— START OF SUPPLIED TEXT —

# Fibonacci in Plonky3 - Introduction to Plonky3¶

## Table of Contents¶

- Fibonacci in Plonky3 - Introduction to Plonky3
- Table of Contents
- Polygon Plonky3 Overview
- Understanding Plonky3
- How does Plonky3 work?
- Fibonacci AIR Example
- Troubleshooting
- Additional Resources
- Advanced Examples

## Polygon Plonky3 Overview¶

Plonky3 is a toolkit for implementing polynomial IOPs (PIOPs), such as PLONK and STARKs, allowing developers to configure a variety of to-spec implementations from a single ZK proving system.

Polygon Plonky3 supports several finite fields and hash functions. Currently, the only supported polynomial commitment scheme is FRI, but future releases will support several, including Brakedown.

## Understanding Plonky3¶

Plonky3 is a toolkit for designing a custom ZK proving implementation that can then be used to power application-optimized zkVMs and zkEVMs.

In the same way an AI dev uses Pytorch and Tensorflow for building AI models, Polygon Plonky3 provides the same flexibility for building ZK proving systems. Polygon Plonky3 enables simple builds, such as the Fibonacci sequence prover in this repo that requires only one AIR Script, to complex systems, such as SP1 from Succinct labs with multiple AIR scripts for different components of a single zkVM.

## How does Plonky3 work?¶

Here’s a TLDR version:

- Define the computation using Algebraic Intermediate Representation (AIR).

— END OF SUPPLIED TEXT —
— START OF PROVIDED RECORDS —

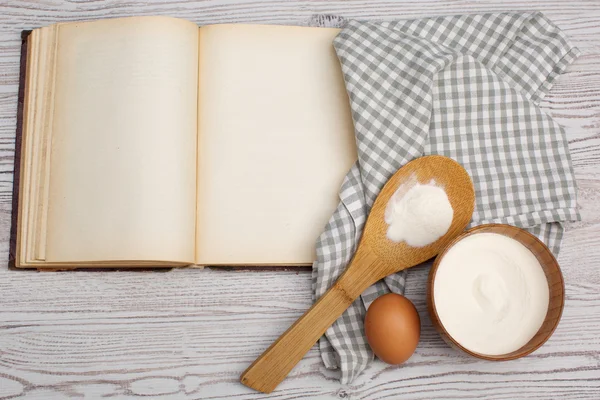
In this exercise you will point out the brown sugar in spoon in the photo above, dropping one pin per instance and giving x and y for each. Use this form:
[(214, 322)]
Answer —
[(376, 257)]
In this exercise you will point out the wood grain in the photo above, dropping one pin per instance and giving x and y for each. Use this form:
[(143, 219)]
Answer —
[(376, 257), (189, 333)]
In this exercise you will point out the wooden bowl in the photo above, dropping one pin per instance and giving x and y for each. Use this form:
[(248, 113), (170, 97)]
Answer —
[(553, 276)]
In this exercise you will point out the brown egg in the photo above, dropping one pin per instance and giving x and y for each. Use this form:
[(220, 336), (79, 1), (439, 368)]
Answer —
[(393, 327)]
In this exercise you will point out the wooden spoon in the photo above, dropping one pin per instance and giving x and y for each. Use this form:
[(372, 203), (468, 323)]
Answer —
[(376, 257)]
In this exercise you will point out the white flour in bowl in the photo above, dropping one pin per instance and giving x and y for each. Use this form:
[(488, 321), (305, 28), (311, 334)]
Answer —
[(491, 293)]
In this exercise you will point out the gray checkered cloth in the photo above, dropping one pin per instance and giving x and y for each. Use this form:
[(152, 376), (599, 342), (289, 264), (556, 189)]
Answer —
[(467, 87)]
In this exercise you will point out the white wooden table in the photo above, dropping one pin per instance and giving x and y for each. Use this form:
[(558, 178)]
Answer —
[(190, 333)]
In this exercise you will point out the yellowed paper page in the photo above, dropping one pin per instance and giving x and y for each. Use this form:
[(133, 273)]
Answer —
[(275, 141), (122, 178)]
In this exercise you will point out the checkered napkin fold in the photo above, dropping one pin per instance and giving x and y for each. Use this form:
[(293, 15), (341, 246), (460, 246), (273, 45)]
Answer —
[(467, 87)]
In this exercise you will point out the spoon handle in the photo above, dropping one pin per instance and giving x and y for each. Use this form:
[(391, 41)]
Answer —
[(267, 371)]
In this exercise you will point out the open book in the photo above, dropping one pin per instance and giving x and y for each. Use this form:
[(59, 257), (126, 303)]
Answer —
[(147, 141)]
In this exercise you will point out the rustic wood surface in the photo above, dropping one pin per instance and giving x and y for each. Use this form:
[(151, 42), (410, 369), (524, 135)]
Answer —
[(190, 333)]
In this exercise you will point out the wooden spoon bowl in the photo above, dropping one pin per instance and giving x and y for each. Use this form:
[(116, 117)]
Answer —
[(376, 257)]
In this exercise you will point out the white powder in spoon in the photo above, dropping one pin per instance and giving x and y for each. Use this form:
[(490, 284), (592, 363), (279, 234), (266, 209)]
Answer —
[(418, 214)]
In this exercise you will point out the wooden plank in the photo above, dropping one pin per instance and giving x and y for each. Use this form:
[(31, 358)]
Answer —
[(190, 333)]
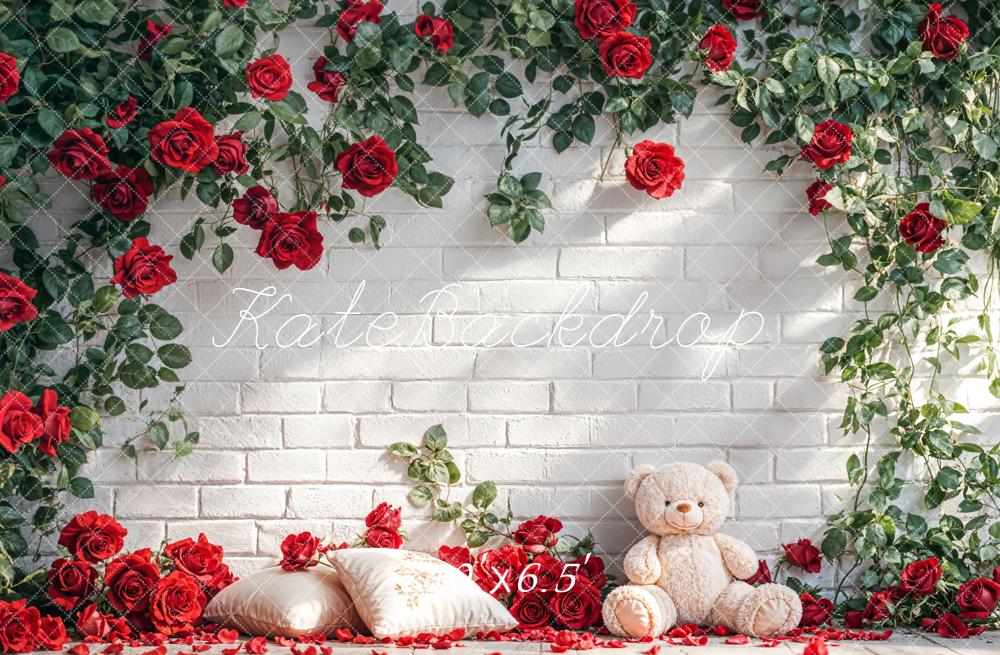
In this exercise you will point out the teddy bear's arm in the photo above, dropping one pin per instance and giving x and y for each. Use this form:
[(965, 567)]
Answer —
[(642, 562), (739, 557)]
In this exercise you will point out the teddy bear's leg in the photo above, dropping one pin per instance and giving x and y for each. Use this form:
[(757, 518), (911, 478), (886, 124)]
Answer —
[(759, 611), (639, 611)]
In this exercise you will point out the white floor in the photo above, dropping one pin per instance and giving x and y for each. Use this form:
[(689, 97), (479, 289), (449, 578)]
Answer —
[(901, 643)]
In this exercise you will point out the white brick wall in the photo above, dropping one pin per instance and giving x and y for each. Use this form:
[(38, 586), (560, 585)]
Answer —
[(294, 439)]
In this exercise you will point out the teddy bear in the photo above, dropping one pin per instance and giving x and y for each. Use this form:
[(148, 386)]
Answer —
[(685, 571)]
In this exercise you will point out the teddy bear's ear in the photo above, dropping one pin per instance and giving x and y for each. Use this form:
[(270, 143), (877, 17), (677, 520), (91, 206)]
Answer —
[(635, 478), (724, 472)]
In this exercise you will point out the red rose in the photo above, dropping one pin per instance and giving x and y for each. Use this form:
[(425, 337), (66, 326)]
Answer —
[(815, 611), (10, 78), (356, 13), (255, 208), (93, 537), (853, 619), (920, 578), (816, 193), (326, 84), (298, 551), (79, 154), (143, 270), (625, 55), (52, 633), (291, 239), (154, 34), (458, 556), (537, 534), (922, 229), (56, 425), (383, 537), (591, 568), (439, 30), (743, 9), (269, 77), (579, 608), (655, 169), (950, 626), (176, 603), (497, 570), (720, 46), (384, 516), (761, 576), (368, 167), (942, 36), (804, 555), (123, 193), (18, 626), (830, 145), (977, 598), (546, 574), (602, 17), (18, 424), (15, 302), (186, 142), (123, 114), (877, 608), (130, 580), (200, 559), (93, 625), (70, 582), (232, 154), (816, 646), (531, 610)]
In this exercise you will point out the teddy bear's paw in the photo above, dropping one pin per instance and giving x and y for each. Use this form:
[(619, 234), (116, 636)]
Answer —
[(772, 609), (634, 611)]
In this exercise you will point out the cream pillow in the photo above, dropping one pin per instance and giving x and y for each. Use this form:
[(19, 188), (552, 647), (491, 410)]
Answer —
[(401, 593), (277, 603)]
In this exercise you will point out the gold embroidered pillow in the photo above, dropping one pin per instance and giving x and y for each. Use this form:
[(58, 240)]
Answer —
[(401, 593), (277, 603)]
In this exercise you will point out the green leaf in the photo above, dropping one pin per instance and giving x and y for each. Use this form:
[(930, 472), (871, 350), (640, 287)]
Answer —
[(834, 543), (229, 40), (484, 494), (435, 438), (159, 434), (222, 257), (174, 355), (81, 488), (959, 211), (62, 40)]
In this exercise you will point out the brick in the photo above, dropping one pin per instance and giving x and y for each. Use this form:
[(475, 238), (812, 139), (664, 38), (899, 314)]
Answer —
[(504, 396), (209, 466), (153, 501), (329, 501), (357, 397), (633, 262), (462, 430), (286, 466), (429, 396), (236, 502), (323, 431), (598, 396), (239, 432), (281, 398)]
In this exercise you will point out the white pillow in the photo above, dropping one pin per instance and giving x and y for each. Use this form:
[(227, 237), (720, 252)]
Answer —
[(402, 593), (278, 603)]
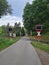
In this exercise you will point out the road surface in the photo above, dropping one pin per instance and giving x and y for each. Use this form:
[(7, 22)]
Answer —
[(20, 53)]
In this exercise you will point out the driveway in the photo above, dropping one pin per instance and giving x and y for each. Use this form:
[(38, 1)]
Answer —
[(20, 53)]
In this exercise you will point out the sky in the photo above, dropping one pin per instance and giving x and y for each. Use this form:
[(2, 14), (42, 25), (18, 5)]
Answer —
[(17, 12)]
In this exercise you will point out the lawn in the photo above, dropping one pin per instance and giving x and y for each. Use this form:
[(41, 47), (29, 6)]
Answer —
[(6, 42), (41, 46)]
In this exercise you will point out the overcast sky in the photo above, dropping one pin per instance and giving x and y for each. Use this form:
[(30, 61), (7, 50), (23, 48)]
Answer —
[(17, 6)]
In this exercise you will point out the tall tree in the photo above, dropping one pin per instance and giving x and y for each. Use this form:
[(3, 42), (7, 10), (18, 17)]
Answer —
[(4, 8), (36, 13)]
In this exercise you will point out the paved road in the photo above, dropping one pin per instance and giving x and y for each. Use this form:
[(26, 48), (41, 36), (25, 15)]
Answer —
[(20, 53)]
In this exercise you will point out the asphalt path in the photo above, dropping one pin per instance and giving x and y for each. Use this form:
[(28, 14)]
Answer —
[(20, 53)]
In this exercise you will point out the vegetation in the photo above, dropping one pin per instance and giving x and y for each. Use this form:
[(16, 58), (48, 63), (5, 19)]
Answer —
[(41, 46), (6, 42), (4, 30), (4, 8), (36, 13)]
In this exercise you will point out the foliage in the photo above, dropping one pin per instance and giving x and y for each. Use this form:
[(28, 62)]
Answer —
[(36, 13), (41, 46), (4, 7)]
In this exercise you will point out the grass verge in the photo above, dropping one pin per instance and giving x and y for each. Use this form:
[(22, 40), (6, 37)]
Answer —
[(6, 42), (41, 46)]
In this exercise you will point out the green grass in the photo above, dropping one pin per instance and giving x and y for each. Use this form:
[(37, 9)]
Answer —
[(6, 42), (46, 35), (41, 46)]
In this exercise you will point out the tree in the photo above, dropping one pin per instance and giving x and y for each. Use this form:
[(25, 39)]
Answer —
[(17, 29), (36, 13), (4, 8)]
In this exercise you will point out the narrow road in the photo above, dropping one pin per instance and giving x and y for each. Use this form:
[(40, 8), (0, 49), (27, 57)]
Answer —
[(20, 53)]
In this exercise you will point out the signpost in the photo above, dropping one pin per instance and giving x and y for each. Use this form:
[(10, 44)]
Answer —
[(38, 30), (10, 32)]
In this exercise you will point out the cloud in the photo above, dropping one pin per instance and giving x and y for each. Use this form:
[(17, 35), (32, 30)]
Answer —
[(10, 19)]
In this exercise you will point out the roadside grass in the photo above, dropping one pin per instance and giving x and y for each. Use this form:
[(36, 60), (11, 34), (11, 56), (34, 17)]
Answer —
[(42, 46), (6, 42)]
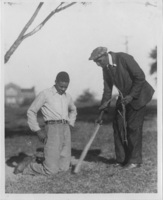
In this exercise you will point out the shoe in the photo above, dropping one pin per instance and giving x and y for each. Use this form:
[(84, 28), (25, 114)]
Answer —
[(131, 166), (22, 165), (118, 165)]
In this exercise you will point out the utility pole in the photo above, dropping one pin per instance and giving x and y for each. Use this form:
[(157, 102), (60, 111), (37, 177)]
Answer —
[(126, 43)]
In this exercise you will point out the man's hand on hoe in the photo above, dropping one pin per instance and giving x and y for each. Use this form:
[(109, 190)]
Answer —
[(127, 99), (42, 136)]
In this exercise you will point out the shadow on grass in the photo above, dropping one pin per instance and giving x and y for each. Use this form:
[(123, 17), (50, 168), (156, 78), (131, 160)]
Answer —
[(14, 160), (92, 156)]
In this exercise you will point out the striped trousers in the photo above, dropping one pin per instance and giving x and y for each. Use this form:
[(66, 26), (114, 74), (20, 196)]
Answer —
[(57, 151)]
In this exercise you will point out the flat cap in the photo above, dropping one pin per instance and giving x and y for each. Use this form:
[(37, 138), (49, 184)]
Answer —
[(98, 52)]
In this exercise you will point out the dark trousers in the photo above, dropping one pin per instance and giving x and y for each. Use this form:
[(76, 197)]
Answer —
[(131, 153)]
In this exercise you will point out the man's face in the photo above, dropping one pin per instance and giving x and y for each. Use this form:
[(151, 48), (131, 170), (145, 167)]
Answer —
[(102, 61), (61, 86)]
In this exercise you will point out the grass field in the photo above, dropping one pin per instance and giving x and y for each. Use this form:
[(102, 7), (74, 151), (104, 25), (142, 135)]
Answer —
[(97, 175)]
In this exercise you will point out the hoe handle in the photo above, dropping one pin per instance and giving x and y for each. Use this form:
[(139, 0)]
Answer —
[(77, 167)]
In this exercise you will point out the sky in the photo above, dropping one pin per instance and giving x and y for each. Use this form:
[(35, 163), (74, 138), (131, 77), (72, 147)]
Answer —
[(68, 38)]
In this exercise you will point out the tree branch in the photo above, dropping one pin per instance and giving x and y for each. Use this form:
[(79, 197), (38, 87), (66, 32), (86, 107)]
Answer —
[(35, 30), (20, 37)]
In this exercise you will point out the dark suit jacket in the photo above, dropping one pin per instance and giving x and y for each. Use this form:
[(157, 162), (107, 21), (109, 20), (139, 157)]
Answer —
[(129, 78)]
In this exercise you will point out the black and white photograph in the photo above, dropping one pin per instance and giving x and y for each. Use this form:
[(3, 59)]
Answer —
[(81, 99)]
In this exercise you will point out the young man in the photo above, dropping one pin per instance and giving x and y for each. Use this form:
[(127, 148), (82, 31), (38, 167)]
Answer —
[(122, 71), (59, 113)]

— END OF PROVIDED RECORDS —

> [WORK TO DO]
1. Please return the part of the Plonky3 introduction that opens with the words containing "# Fibonacci in" and closes with "- How does Plonky3 work?".
2. According to the Plonky3 introduction, what is the only polynomial commitment scheme currently supported?
3. Write what comes next in the Plonky3 introduction, picking up after its final line.
This material comes from a different source than the Plonky3 introduction.

> [EXERCISE RESULTS]
1.
# Fibonacci in Plonky3 - Introduction to Plonky3¶

## Table of Contents¶

- Fibonacci in Plonky3 - Introduction to Plonky3
- Table of Contents
- Polygon Plonky3 Overview
- Understanding Plonky3
- How does Plonky3 work?

2. FRI

3.
- Generate a trace of the computation based on the AIR.
- Utilize efficient finite field implementations for arithmetic operations.
- Apply Generalized Vector Commitment Schemes to create succinct representations of large vectors or polynomials.
- Use polynomial commitment schemes like Circle PCS for compact polynomial representations.
- Perform fast polynomial operations using FFTs and related algorithms.
- Implement the FRI (Fast Reed-Solomon IOP) protocol to prove properties about committed polynomials.
- Employ a challenger mechanism with the Fiat-Shamir heuristic for non-interactive proofs.
- The unified STARK prover combines all components to generate the proof.
- The verifier uses the same components to efficiently check the proof’s validity.

Plonky3’s modular design allows for easy customization and optimization of different components, making it adaptable to various use cases and performance requirements.

If this seems very complicated, don’t worry, these are the underlying workflows of Plonky3 based ZK systems. If you are builders who are using Plonky3, your main job is at Step 1 and Step 2, the rest is just configuration!

## Fibonacci AIR Example¶

This example demonstrates how to implement a Fibonacci sequence calculator using Algebraic Intermediate Representation (AIR) in Plonky3. AIR is a way to express computations as polynomial constraints, which is crucial for creating zero-knowledge proofs.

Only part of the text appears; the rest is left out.